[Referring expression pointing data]
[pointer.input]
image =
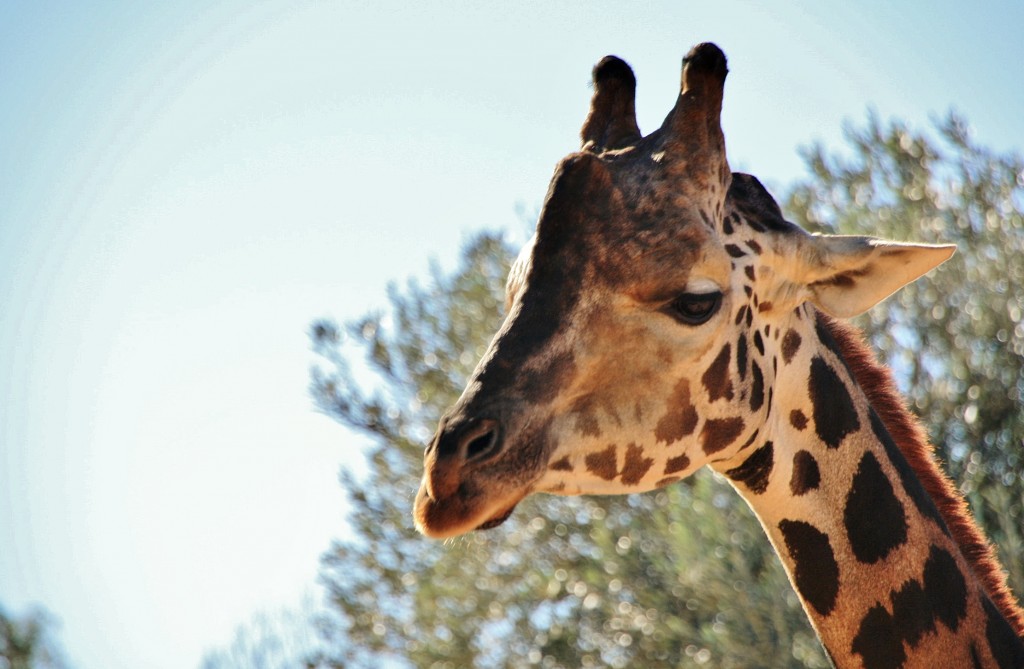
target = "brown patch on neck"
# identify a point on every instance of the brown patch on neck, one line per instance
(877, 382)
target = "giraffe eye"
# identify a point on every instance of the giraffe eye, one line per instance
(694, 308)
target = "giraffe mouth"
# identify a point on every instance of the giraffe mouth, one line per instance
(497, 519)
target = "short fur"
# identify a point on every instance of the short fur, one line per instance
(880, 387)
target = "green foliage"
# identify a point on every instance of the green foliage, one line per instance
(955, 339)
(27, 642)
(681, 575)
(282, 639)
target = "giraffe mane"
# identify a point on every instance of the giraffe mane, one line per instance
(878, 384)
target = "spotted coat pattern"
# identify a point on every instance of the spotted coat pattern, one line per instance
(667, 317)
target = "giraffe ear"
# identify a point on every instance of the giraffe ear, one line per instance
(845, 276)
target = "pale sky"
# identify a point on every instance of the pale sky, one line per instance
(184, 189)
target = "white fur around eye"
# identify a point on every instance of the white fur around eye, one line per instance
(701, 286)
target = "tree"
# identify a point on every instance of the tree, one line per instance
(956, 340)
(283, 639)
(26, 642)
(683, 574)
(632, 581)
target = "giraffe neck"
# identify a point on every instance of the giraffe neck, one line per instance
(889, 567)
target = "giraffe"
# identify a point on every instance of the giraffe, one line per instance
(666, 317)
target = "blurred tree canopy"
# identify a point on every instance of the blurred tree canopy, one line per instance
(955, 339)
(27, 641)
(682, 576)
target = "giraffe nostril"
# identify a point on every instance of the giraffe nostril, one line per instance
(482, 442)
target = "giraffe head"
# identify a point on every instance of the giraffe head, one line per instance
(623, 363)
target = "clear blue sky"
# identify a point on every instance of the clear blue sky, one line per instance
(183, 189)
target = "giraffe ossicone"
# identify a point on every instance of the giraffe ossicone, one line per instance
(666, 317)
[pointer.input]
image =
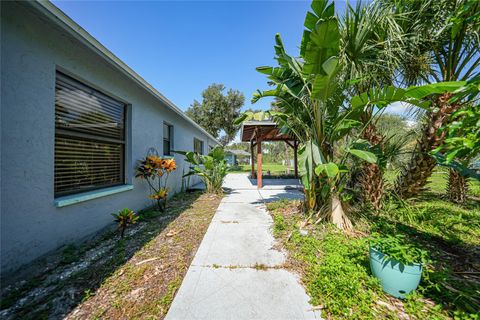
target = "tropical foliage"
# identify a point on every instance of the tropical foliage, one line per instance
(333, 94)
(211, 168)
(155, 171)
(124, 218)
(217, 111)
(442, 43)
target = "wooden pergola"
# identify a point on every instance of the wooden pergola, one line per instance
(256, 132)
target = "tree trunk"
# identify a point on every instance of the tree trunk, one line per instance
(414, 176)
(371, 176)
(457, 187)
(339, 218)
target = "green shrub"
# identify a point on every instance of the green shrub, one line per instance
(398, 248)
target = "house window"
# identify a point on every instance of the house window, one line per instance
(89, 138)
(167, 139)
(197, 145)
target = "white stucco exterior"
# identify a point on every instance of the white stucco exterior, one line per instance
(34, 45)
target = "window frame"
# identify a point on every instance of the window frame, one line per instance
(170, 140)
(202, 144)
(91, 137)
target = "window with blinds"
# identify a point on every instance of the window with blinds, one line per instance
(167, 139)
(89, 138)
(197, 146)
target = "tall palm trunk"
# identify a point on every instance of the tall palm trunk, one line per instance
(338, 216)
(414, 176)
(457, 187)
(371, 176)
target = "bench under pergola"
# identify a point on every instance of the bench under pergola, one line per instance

- **PROBLEM DETAILS**: Your reply should repeat the entries above exactly, leaving the pictures out.

- **RESPONSE BOX**:
[pointer.input]
image =
target = "brown patch on neck"
# identify a point on every instance of the brown patch on neck, one line per instance
(877, 382)
target = "giraffe eye"
# identify a point on every instance of the giraffe eye, one line per instance
(694, 308)
target = "giraffe mouth"
# identify a point on every instance of the giraffe mouth, one line per instance
(497, 519)
target = "short fur"
# identify a point on every instance of the short fur, one line per instance
(880, 387)
target = "green foliage"
# identify a point on every instance of the green foliage, one line per instance
(955, 339)
(27, 642)
(681, 575)
(282, 639)
target = "giraffe mane"
# identify a point on every instance of the giraffe mane, one line per instance
(878, 384)
target = "spotted coat pattern"
# identify a point on every instance of the spotted coat pattern, one line per instance
(667, 317)
target = "giraffe ear"
# identify a point on every instance of the giraffe ear, one line per instance
(845, 276)
target = "pale sky"
# identify a point on every instance of the pale sky, one line per instance
(184, 189)
target = "white fur around eye"
# identify a point on every instance of the white fur around eye, one line per instance
(701, 286)
target = "tree"
# identify a point on every instance of the tree, one line per instance
(956, 340)
(283, 639)
(26, 642)
(683, 574)
(632, 581)
target = "giraffe neck"
# identify a point on every instance of the giraffe neck, one line per instance
(889, 567)
target = "giraffe"
# identify a point on every instance of the giraffe, one line per instance
(666, 317)
target = "blurred tree canopy"
# identify a point on every instance of the blurred tree canopy, one line per instance
(955, 339)
(27, 641)
(682, 576)
target = "giraffe nostril"
# identify a point on every instance of the giraffe nostril, one line per instance
(482, 442)
target = "giraffe head"
# identify a point on every instance of the giraffe head, one line per instance
(623, 363)
target = "clear blue sky"
# identify a point on every instance of the clear blue sky, one line per instance
(183, 189)
target = "giraffe ossicone"
# identify a point on every instance of the giraffe ossicone, one line per instance
(666, 317)
[pointer.input]
image =
target = "tropical foliage"
# identify a point on every instance of the tropical foliage, one line per instance
(333, 94)
(211, 168)
(155, 171)
(124, 218)
(217, 111)
(442, 43)
target = "wooden pergola"
# identify a point on every instance of the wooden pergola, one line per instance
(256, 132)
target = "tree trunk"
# identify a point on every instance of the tree trunk, one line per instance
(414, 176)
(371, 176)
(457, 187)
(339, 218)
target = "green shrub"
# identify a point on every instance of the green shrub, one line per instance
(398, 248)
target = "house window"
# identify a point on every instance of the house window, one line per instance
(89, 138)
(167, 139)
(197, 145)
target = "white stucco exterior"
# identify a point on every instance of the white stucco exterior, one line per instance
(34, 45)
target = "window frame"
# identify a point on every instance of the window frame, one line per instance
(170, 140)
(202, 144)
(91, 137)
target = "window with blinds"
# identify a point on every instance of the window with blinds, one line per instance
(167, 139)
(89, 138)
(197, 146)
target = "tall palm trunk"
# identify a point on every instance of the tall palm trunk, one line per instance
(338, 216)
(414, 176)
(457, 187)
(371, 176)
target = "bench under pergola"
# identify a point on every instance of the bench under pergola, one line per instance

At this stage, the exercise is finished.